**Passage**:

=======

MEL NICHOLS looks back , in pleasure , on a lost weekend in a Phase Three HO.
Painfully, heartbreakingly, as ideals give way to reality, young journalists
learn that certain stories are too hot for publication. Some can never be
told; others only years after the event took place. This is one of those
stories.
It began in the car park of the Ford Motor Company's head office at
Broadmeadows, near Melbourne, one afternoon in the middle of 1971. A
car was waiting there for me in the feeble wintry sun. A mustard Falcon.
One of the first GTHO Phase Threes to come off the production lines; so
new, its existence was still a secret to all but a handful of people outside
Ford. And of those people, here was I about to be handed the keys to the
fastest, most awesome super car Australia had ever produced ….or would ever
do again.
Good organization or coincidence - I forget which - had it that at precisely
the same time as the HO was ready I was in possession of one of the first
five-litre (302 CID) V8 Bolwell Nagaris. Indeed, it was the car that had
rushed me from Sydney to my assignation with the Falcon, putting the 570
km of the NSW section of the Hume Highway behind me in the morning,
and accounting for Victoria's 310 km in the afternoon.
Even so, we'd been running late, desperately worried that we wouldn't
make it to Broadmeadows before the Ford people went home, taking the
keys of the HO with them. But it was okay because the mechanics were still
working on the car even as I telephoned, breathless, from Wangaratta to
beg them to wait for me.
And then I was there, pulling in alongside the thing, unwinding myself from
the Bolwell and climbing, gingerly, expectantly, dubiously, half afraid into
the Ford. I can recall not one word the PR man was saying through the
open window as the key slid into the ignition. I can remember only the
tension, trying to stop my leg shaking and the racing of my brain. And then
the trembling of the car and the flick of the Shaker air filter in the bonnet as
the 5.7-litre (351 CID) V8 churned to the starter and shook in its mounts. It
fired, and filled the car park with a thunderclap of exhaust as intimidating
as the snorting of a charging rhinoceros. Then came the popping and
sizzling and gulping as the throttle was prodded and the 780 cfm
four-barrel Holley dumped too much fuel into the unready cylinders. Give it
a little while; I used the time to adjust the mirrors, fine-tune the seating
positions, fidgeted in the bucket and tugged the belt a snitch tighter until it
nailed me to the squab.

=======

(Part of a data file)
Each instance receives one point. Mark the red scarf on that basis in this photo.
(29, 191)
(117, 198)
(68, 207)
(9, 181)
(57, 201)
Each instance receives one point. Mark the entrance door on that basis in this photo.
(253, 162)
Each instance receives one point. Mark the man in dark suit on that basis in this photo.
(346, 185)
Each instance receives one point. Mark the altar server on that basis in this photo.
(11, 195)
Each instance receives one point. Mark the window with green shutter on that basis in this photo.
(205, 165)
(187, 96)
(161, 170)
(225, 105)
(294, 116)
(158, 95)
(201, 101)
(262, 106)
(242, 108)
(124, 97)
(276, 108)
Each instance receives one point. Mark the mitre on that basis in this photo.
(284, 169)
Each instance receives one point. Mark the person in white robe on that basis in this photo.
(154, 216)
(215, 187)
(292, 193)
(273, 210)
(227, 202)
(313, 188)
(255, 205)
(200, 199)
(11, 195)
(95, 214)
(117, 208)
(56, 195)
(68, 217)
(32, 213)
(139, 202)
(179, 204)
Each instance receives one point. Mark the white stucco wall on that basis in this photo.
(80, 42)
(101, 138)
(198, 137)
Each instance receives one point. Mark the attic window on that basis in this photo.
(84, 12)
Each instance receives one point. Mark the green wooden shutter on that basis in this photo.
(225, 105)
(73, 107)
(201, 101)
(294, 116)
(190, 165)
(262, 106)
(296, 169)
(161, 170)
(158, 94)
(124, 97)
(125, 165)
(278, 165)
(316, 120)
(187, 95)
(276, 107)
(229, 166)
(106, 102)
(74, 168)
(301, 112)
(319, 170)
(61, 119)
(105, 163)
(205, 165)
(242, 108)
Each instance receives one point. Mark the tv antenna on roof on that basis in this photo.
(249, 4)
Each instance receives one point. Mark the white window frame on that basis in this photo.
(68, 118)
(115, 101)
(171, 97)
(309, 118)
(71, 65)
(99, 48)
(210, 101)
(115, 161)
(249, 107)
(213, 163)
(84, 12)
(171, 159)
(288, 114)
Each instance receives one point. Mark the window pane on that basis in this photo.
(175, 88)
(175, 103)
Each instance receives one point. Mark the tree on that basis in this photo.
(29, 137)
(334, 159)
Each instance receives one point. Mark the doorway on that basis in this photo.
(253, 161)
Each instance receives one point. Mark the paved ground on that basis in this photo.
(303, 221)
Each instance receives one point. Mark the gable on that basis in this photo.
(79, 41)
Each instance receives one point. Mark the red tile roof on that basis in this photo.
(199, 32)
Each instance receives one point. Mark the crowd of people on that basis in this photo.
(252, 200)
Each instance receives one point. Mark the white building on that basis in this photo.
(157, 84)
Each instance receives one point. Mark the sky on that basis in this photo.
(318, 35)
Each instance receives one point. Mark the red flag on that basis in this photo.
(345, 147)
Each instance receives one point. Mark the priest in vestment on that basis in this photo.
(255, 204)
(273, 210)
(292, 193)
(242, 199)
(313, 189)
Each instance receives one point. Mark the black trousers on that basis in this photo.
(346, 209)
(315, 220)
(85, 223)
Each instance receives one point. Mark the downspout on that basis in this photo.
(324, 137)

=======

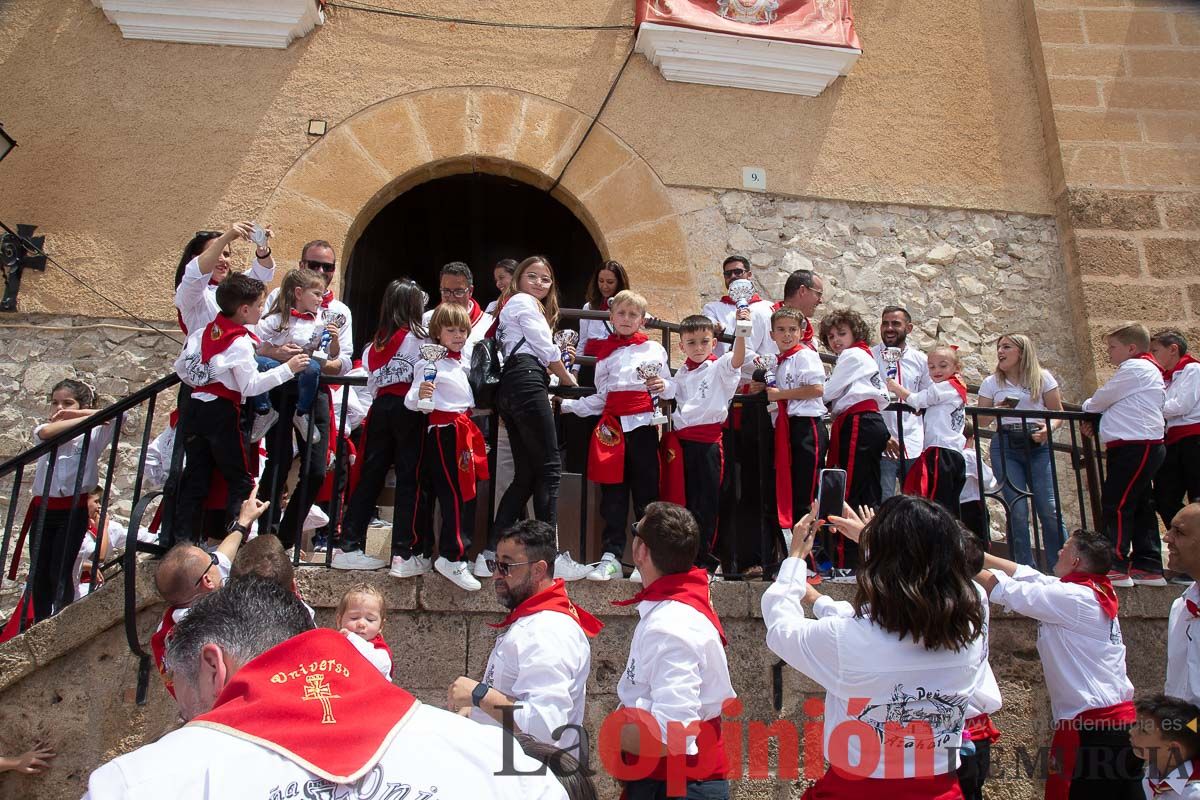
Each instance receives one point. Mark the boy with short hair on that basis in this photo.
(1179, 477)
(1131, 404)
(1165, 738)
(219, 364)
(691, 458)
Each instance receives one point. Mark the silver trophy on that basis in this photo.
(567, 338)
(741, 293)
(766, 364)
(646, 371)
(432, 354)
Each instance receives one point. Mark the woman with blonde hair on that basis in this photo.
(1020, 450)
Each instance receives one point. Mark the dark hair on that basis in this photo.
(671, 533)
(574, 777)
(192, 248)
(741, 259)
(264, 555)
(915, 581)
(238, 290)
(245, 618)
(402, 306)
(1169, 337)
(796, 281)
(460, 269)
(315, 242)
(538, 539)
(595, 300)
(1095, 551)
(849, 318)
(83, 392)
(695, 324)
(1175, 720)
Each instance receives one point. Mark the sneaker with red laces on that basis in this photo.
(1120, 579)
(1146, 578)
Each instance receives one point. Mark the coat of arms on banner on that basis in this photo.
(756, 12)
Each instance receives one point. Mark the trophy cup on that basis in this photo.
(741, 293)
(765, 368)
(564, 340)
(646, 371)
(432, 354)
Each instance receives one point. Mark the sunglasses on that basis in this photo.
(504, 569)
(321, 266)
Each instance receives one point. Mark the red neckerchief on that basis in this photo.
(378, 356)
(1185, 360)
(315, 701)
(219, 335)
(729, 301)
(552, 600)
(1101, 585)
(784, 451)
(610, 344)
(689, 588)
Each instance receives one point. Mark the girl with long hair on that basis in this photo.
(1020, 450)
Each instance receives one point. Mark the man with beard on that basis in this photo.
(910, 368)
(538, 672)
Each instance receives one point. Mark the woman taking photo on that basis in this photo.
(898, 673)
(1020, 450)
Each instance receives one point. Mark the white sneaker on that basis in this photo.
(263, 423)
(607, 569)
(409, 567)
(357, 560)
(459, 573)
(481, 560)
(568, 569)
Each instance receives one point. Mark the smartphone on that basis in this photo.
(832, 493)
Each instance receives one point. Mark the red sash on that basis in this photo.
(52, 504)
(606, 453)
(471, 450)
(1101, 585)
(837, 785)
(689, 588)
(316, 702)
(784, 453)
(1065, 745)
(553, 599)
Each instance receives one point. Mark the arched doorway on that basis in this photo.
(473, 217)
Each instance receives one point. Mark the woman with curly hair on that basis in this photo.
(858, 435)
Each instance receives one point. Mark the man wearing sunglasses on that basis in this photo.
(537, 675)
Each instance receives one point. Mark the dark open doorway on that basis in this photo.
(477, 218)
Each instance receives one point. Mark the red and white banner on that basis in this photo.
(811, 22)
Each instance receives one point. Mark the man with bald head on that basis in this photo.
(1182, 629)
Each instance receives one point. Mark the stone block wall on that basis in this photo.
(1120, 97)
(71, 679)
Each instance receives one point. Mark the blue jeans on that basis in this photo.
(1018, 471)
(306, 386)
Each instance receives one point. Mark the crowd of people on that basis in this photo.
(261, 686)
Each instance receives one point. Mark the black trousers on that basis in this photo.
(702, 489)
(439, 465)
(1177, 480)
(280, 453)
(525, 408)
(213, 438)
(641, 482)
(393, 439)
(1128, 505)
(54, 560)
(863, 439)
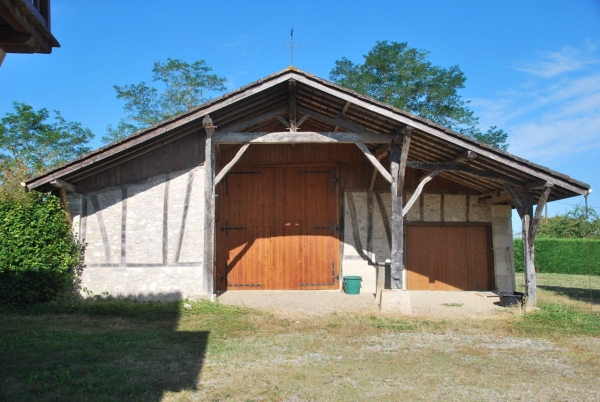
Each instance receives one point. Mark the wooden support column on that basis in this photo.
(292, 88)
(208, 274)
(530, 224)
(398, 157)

=======

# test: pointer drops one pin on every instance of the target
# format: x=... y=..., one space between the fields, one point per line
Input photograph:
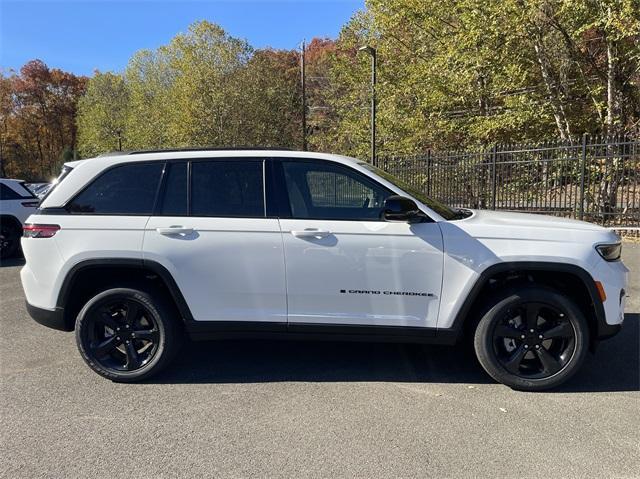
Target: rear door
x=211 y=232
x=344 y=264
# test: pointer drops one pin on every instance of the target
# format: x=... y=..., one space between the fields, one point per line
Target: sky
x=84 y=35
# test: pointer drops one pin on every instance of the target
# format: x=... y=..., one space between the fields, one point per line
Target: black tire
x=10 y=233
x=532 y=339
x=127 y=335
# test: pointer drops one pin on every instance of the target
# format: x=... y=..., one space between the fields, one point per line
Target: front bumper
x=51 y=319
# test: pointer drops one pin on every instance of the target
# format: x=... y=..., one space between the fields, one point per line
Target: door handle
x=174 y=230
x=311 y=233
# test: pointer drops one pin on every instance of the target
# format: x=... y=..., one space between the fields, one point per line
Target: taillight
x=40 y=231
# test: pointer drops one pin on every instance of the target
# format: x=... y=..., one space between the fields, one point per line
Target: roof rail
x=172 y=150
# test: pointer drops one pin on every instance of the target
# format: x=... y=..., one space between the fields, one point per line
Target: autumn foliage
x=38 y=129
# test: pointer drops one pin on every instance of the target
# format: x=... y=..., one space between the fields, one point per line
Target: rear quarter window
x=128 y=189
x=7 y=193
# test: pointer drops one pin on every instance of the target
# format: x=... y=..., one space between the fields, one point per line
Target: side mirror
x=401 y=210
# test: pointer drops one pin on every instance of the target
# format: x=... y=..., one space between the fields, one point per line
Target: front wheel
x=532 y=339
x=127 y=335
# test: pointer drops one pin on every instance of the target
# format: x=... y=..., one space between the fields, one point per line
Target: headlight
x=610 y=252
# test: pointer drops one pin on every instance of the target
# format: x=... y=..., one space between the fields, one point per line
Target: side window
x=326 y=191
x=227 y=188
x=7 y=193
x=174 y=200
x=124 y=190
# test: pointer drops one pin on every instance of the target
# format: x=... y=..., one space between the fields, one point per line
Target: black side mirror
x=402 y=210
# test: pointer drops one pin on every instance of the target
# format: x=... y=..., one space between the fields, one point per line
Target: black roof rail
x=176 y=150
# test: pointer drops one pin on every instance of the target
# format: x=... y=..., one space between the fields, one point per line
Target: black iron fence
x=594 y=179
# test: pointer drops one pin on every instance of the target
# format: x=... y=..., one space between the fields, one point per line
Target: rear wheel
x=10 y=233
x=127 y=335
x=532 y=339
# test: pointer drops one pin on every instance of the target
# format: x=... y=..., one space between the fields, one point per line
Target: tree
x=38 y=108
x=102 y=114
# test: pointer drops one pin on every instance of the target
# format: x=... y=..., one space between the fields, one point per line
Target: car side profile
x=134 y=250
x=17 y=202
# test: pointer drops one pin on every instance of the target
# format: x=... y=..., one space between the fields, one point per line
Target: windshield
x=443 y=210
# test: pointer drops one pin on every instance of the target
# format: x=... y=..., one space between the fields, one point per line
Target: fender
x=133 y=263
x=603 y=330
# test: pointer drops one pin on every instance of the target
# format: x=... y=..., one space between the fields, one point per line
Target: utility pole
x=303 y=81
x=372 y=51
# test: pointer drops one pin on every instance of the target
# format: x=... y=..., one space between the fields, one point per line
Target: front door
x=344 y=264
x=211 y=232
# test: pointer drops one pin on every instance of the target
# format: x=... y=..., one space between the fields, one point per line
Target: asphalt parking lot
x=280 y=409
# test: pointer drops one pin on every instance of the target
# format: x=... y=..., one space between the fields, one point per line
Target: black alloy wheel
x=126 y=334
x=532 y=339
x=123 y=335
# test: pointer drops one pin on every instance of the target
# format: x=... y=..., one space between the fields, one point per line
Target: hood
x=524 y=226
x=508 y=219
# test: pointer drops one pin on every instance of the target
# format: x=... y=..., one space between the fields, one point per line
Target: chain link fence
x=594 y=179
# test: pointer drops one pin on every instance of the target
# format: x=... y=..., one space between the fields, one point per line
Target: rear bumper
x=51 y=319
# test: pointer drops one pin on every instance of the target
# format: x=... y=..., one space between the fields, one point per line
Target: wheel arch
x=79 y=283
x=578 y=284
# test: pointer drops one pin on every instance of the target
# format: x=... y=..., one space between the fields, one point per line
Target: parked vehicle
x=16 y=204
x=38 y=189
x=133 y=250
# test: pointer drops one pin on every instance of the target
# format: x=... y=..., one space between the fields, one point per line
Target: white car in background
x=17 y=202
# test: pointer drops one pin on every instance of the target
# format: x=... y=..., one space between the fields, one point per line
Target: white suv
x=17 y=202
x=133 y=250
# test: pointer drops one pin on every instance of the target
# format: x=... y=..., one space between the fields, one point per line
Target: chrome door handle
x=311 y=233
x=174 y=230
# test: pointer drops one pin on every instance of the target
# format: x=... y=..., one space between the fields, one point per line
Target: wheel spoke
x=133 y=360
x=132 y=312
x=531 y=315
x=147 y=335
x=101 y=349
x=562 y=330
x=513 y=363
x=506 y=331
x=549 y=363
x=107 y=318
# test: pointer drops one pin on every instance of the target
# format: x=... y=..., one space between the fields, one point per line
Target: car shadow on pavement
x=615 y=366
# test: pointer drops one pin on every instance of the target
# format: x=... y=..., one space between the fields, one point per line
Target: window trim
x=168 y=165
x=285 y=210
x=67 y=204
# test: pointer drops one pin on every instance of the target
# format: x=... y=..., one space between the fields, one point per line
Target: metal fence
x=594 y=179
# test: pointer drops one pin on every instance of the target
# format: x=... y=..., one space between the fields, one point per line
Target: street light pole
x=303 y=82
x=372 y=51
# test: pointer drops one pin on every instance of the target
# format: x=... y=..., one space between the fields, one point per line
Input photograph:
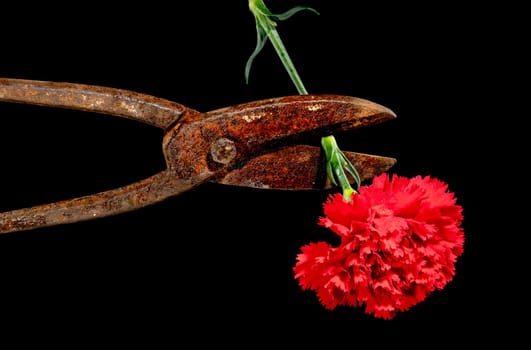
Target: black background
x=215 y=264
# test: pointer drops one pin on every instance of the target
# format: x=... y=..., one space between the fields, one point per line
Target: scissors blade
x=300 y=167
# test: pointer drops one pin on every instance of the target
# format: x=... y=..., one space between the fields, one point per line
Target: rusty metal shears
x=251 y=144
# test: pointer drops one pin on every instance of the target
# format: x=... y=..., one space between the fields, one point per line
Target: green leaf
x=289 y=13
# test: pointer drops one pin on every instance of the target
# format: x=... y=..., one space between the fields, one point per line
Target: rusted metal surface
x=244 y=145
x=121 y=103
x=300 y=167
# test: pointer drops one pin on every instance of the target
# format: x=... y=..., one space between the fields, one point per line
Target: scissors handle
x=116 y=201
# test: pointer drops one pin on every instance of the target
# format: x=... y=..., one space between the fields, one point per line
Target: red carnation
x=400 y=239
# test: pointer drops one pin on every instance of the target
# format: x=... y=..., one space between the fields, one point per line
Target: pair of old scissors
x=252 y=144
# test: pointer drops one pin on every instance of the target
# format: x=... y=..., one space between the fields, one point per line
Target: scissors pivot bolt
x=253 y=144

=======

Continue the story of the weekend with the Falcon GTHO Phase Three, picking up right after its last sentence.

And then I dared to move the car away, feeling a little tremble in the left leg
as it fought against that big bastard of a clutch for the first time.
The steering seemed light, lighter than the normal GT, and it made the job
of swinging out of the car park easy, in the wake of the gently burbling
Bolwell, and into the peak hour Broadmeadows traffic. My photographer
friend, Uwe Kuessner, in the Bolwell, trod on it and the fibreglass car
became a yellow streak, charging past the tamer traffic on the wide
highway. Blast him, had he forgotten I was meant to be following him?
So I, too, trod down hard on the throttle pedal. And braced myself. Without
yet completing my arc out through the median strip into the traffic. The car
hiccuped ... shuddered. Then - bloody hell! - it exploded into action. The
front hurled itself forward and upwards like a charging tiger. The back tyres
wailed and the tail snapped 'way out. I speared sideways through the last
of the gap in the central reservation. The opposite lock was on, intuitively -
no time to think about niceties like steering feel now' It flicked straight
again as it lined up in the outside lane of the road towards Melbourne. The
engine's snarling had reached fever pitch. I grabbed second just as the V8
hit its electric rev-cutout. It died momentarily, then picked up again and
simply pelted me forward once more. The senses raced, trying to adjust to
the speed. Maximum revs again. But so soon! Third, and I charged forward
once more. And then it was hard on the brakes, getting a slight twitch
because I was up to 145 km/h ( 90 mph ) in those scant few seconds and about to run
right over the top of the Bolwell. We both slowed right down, both aware of
just how much performance we had on hand, and how cautious we needed
to be. Not because all that go is hard to control. Not at all. But you are so
much faster than everyone else you're out of place in the traffic unless you
conform.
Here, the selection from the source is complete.